**GIVEN REQUEST:**
Please pull out every line in the data below that contains the word "black", and copy each of those lines unchanged.

(Stored items)
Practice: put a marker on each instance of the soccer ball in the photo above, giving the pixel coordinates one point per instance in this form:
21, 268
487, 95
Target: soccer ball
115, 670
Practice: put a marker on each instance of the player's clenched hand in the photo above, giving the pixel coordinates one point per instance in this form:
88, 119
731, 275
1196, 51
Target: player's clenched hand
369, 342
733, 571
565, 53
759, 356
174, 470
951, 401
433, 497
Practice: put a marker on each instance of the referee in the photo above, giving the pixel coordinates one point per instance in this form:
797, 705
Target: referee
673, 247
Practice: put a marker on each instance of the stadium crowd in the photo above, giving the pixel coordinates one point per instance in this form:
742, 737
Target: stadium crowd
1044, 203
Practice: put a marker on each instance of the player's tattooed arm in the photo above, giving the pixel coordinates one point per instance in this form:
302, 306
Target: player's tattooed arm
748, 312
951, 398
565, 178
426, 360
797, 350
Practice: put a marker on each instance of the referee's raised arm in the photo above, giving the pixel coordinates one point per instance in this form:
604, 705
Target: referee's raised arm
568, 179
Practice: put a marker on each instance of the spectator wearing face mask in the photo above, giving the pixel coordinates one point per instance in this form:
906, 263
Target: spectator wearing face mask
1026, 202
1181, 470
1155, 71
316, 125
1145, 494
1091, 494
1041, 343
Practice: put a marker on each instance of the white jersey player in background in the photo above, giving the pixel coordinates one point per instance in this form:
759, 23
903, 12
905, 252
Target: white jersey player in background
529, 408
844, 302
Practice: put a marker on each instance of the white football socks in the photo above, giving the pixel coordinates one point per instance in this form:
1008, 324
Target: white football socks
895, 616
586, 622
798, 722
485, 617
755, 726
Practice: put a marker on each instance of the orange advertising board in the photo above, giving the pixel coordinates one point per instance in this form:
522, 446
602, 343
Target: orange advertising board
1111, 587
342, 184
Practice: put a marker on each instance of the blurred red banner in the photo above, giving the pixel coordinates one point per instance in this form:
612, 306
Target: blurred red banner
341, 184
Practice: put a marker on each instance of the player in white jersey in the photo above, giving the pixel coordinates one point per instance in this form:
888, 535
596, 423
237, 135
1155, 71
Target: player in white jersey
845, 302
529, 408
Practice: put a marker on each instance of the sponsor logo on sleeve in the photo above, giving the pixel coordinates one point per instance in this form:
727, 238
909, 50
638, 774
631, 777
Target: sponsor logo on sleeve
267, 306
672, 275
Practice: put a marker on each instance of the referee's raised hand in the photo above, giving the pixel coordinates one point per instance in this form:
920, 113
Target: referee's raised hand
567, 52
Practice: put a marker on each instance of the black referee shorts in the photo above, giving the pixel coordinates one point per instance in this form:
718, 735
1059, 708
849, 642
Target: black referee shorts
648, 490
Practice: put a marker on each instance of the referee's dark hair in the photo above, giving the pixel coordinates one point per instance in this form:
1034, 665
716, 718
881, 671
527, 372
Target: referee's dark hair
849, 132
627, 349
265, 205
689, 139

==

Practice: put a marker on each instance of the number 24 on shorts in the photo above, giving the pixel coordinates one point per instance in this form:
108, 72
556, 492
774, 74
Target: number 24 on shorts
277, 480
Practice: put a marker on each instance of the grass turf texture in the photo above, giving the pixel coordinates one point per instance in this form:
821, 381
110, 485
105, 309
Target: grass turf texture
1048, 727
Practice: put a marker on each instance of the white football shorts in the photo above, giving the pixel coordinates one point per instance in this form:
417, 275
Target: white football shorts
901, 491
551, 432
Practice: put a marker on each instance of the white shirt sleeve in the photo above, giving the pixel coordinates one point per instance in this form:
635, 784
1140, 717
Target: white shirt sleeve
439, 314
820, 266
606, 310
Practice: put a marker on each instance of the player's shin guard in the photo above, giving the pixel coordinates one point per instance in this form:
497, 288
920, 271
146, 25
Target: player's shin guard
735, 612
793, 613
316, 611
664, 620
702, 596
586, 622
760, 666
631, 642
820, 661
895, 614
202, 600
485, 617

**RESULT FOR THIS TASK:**
Practice: put a marker on each instance of the black referee shorts in the photo above, giving the pixel coordinates one point per instance in this form:
Target: black referee shorts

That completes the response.